| TEXT TO READ |
From 47c3b093a28f1e7ae520a96f173f96d8fde238ee Mon Sep 17 00:00:00 2001
From: lubin <lubin10@baidu.com>
Date: Tue, 8 Mar 2022 06:23:21 +0000
Subject: [PATCH] do feature extraction

---
 deploy/lite_shitu/Makefile                    |   6 +-
 deploy/lite_shitu/generate_json_config.py     |   2 +
 .../{recognition.h => feature_extractor.h}    |  36 ++-----
 deploy/lite_shitu/include/utils.h             |   2 +-
 deploy/lite_shitu/shitu_config.json           | 101 ++++++++++++++++++
 .../{recognition.cc => feature_extractor.cc}  |  68 ++++--------
 deploy/lite_shitu/src/main.cc                 |  21 ++--
 7 files changed, 146 insertions(+), 90 deletions(-)
 rename deploy/lite_shitu/include/{recognition.h => feature_extractor.h} (72%)
 create mode 100644 deploy/lite_shitu/shitu_config.json
 rename deploy/lite_shitu/src/{recognition.cc => feature_extractor.cc} (65%)
diff --git a/deploy/lite_shitu/Makefile b/deploy/lite_shitu/Makefile
index 64ee6aed8..53cc7d7aa 100644
--- a/deploy/lite_shitu/Makefile
+++ b/deploy/lite_shitu/Makefile
@@ -9,15 +9,13 @@ endif
 ${info ARM_ABI: ${ARM_ABI}}
 ${info ARM_PLAT: ${ARM_PLAT}; option[arm7/arm8]}
 
-include ../Makefile.def
-
-LITE_ROOT=../../../
+LITE_ROOT=libs/inference_lite_lib.android.armv8
+include ${LITE_ROOT}/demo/cxx/Makefile.def
 ${info LITE_ROOT: $(abspath ${LITE_ROOT})}
 
 THIRD_PARTY_DIR=third_party
 ${info THIRD_PARTY_DIR: $(abspath ${THIRD_PARTY_DIR})}
 
-
 OPENCV_VERSION=opencv4.1.0
 OPENCV_LIBS = ${THIRD_PARTY_DIR}/${OPENCV_VERSION}/${ARM_PLAT}/libs/libopencv_imgcodecs.a \
               ${THIRD_PARTY_DIR}/${OPENCV_VERSION}/${ARM_PLAT}/libs/libopencv_imgproc.a \
diff --git a/deploy/lite_shitu/generate_json_config.py b/deploy/lite_shitu/generate_json_config.py
index 1525cdab9..37d06c47e 100644
--- a/deploy/lite_shitu/generate_json_config.py
+++ b/deploy/lite_shitu/generate_json_config.py
@@ -130,6 +130,8 @@ def main():
             y["type"] = k
             config_json["RecPreProcess"]["transform_ops"].append(y)

| REQUESTS |
• 1. In the patch, list every name that appears right after "${info" in the lines of the Makefile.
• 2. Retype the part of the patch that starts with "From 47c3b093a28f1e7ae520a96f173f96d8fde238ee Mon" and goes on through "insertions(+), 90 deletions(-)".
• 3. For each statement, say whether it agrees with the patch, answering yes or no and quoting the words that decide it: (a) The patch creates the file shitu_config.json. (b) The Makefile sets the OpenCV version to opencv3.4. (c) The patch changes seven files.

| INFORMATION SUPPLIED |

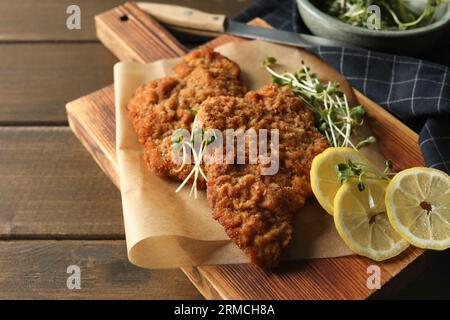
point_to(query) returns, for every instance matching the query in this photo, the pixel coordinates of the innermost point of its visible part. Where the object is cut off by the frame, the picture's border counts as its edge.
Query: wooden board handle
(185, 17)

| LIST OF SOLUTIONS |
• 1. ARM_ABI, ARM_PLAT, LITE_ROOT, THIRD_PARTY_DIR

• 2.
From 47c3b093a28f1e7ae520a96f173f96d8fde238ee Mon Sep 17 00:00:00 2001
From: lubin <lubin10@baidu.com>
Date: Tue, 8 Mar 2022 06:23:21 +0000
Subject: [PATCH] do feature extraction

---
 deploy/lite_shitu/Makefile                    |   6 +-
 deploy/lite_shitu/generate_json_config.py     |   2 +
 .../{recognition.h => feature_extractor.h}    |  36 ++-----
 deploy/lite_shitu/include/utils.h             |   2 +-
 deploy/lite_shitu/shitu_config.json           | 101 ++++++++++++++++++
 .../{recognition.cc => feature_extractor.cc}  |  68 ++++--------
 deploy/lite_shitu/src/main.cc                 |  21 ++--
 7 files changed, 146 insertions(+), 90 deletions(-)

• 3.
(a) Yes: "create mode 100644 deploy/lite_shitu/shitu_config.json"
(b) No: "OPENCV_VERSION=opencv4.1.0"
(c) Yes: "7 files changed, 146 insertions(+), 90 deletions(-)"